Task instructions.
1 – According to the passage on the Studebaker Champ truck, why did production of the trucks come to an end? Answer in one to three sentences.
2 – In the passage on the Studebaker Champ truck, from which manufacturer did Studebaker purchase the tooling for the Spaceside cargo box?
3 – Extend the passage on the Studebaker Champ truck, beginning after its final sentence.

Given text.
--------------------------------

From the start of production, those desiring V8 power could choose between Studebaker's 259- and 289 cuin engines with either a two- or four-barrel carburetor. Both engines remained largely unchanged during the truck's production run.

A wide variety of transmissions, both manual and automatic, were available in Champs. Base models came with a three-speed column shifted manual (AKA: 3 on the tree), with four- and five-speeds optional, as well as overdrive (with the three-speed). Studebaker's Flight-O-Matic (built by Borg-Warner) was the automatic option. This same transmission was used by other manufacturers, including Ford.

==1960-1964==
Given the cobbled-up nature of the truck, sales were fairly good for the 1960 model year "5E" series. Unfortunately, it was all downhill from there.

1961's 6E series saw the addition of a full-width cargo box, the Spaceside, for which Studebaker had purchased the tooling from Dodge. It didn't help sales, however, nor did the problems which developed early on with the redesigned six-cylinder engine.

Very little was changed on the Champ in 1962 (7E series) Although a few changes were made on the 1963 8E series, the 8E series would include the few 1964 models that were built. New features introduced for the 8E trucks were suspended pedals (the pedals no longer went through the floorboard), new "2 stage" leaf springs in the rear, and an improved steering box for easier steering. Also, for the first-time air conditioning was an available option.

By December 1963, Studebaker's board of directors announced the closure of its South Bend, Indiana factory, and the trucks were among the casualties of the company's consolidation around an abbreviated family-car lineup in its Hamilton, Ontario, Canada assembly plant.

When they purchased the rights and tooling to the Studebaker Avanti in 1964, Nate Altman and Leo Newman also acquired the rights and tooling to Studebaker's trucks. However, Altman and Newman, for reasons which are lost to history, never built as much as a single truck, and the AM General truck and Hummer plant took over Studebaker's former Chippewa Avenue truck plant in South Bend for military production in late 1964. This plant is now used to store every stock Studebaker part that was left after the company's closing. A section of this plant is used as a store that sells parts to collectors and people taking on restorations.

--------------------------------

Data extracts.
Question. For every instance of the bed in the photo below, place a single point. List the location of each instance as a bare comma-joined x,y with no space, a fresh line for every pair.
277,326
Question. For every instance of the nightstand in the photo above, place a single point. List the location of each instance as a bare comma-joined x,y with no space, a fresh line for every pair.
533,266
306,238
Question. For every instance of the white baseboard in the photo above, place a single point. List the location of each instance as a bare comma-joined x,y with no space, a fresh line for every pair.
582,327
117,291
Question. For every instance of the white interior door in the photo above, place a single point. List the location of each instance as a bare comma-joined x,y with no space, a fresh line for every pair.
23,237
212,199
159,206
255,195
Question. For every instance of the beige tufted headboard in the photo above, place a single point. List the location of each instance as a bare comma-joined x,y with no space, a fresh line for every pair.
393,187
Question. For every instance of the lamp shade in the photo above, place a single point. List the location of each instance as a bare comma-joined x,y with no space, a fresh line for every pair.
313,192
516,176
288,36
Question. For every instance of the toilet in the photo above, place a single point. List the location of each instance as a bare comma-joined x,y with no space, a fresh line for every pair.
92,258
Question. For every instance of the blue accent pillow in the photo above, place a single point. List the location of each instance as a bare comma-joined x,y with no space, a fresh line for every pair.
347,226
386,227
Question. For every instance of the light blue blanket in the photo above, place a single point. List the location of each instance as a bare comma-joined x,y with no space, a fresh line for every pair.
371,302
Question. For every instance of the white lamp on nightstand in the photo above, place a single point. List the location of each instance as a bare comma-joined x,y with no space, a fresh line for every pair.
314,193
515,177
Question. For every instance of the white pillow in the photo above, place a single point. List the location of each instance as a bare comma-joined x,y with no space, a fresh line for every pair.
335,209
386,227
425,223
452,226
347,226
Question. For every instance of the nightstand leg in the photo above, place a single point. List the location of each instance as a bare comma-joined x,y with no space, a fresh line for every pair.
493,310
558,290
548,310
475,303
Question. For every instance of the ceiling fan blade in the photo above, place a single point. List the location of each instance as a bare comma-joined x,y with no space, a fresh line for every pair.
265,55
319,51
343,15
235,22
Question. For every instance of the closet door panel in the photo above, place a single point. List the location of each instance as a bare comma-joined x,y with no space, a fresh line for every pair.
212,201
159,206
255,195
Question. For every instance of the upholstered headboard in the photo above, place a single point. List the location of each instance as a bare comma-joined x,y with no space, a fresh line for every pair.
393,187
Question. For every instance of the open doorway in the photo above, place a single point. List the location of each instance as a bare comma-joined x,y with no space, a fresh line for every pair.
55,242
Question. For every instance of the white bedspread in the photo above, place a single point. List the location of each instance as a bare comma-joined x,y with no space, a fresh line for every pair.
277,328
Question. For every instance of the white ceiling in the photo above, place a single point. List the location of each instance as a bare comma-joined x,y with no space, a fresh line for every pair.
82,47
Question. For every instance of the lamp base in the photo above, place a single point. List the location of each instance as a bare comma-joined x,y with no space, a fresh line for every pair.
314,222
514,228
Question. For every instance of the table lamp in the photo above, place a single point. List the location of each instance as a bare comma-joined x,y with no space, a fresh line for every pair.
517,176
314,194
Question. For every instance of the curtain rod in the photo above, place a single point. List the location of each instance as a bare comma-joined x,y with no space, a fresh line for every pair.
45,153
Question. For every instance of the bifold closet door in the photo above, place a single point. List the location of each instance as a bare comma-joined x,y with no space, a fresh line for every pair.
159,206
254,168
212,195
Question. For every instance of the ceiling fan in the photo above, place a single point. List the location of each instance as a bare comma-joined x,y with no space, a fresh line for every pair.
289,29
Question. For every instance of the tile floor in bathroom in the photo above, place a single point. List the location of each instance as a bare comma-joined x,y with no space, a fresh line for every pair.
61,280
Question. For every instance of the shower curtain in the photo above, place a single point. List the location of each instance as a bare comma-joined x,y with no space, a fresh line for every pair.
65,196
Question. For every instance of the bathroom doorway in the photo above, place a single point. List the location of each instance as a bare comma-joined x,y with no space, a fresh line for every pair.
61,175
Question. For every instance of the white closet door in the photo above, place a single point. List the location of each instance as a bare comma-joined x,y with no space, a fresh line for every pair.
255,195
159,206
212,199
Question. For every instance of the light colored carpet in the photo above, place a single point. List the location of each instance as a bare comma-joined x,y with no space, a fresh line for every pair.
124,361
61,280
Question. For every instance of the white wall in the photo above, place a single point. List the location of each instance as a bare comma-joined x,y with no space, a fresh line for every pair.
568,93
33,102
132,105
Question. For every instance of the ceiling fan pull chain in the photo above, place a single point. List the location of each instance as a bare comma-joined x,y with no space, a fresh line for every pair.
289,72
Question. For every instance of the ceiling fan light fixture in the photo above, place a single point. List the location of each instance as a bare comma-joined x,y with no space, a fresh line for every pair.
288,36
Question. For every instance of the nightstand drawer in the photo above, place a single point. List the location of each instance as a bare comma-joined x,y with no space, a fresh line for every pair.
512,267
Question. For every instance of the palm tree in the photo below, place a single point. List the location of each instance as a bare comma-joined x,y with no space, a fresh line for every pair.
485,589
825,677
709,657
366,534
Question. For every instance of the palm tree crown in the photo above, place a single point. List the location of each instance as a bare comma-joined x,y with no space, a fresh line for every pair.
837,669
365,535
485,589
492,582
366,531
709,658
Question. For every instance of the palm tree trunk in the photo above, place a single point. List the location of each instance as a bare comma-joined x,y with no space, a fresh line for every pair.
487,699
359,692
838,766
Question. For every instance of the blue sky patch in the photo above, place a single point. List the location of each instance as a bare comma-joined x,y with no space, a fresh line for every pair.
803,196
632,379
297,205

--------------------------------

Responses by task.
1 – Production ended when Studebaker's board of directors announced the closure of its South Bend, Indiana factory in December 1963. The trucks were among the casualties of the company's consolidation around an abbreviated family-car lineup at its Hamilton, Ontario, Canada assembly plant.

2 – Dodge.

3 –
==A pioneering truck==
The Champ is seldom given credit for introducing a feature that is nearly universal among today's pickup trucks: the sliding rear window, which was available from the start, proved to be quite popular among Champ buyers. It was truly one of Studebaker's better ideas, and caught on later among the major truck makers.

With a cab based on a sedan body, the Champ was among the first pickups to offer true "car-like" comfort, with a wide, comfortable bench seat and a handsomely-styled interior. Other manufacturers took until the late 1960s and early 1970s to follow the Champ's lead.

Finally, the last Champs of 1963-64 were among the first American trucks — if not the first — to offer service bodies constructed of fiberglass. Today, such bodies made of fiberglass and composites are still gaining acceptance, with the steel service body remaining the norm.

While it didn't prove to be the savior of the Studebaker truck line, the Champ also pointed the way to a smaller yet still rugged pickup, something Dodge later claimed as a "first" with their mid-sized Dakota, which was introduced as a 1987 model, nearly 27 years after the Champ.

==Collector vehicles==
Today, the Champs that still exist are highly prized for their interesting combination of passenger-car comfort and style and their rugged mechanical durability (the sixes' head problems notwithstanding). About the only major failing of the Champ is shared with many Studebaker models: rust. Champs tend to rust most severely in the cab floor and front fenders. If left unchecked, it can be extensive and very costly to repair, if it is repairable at all.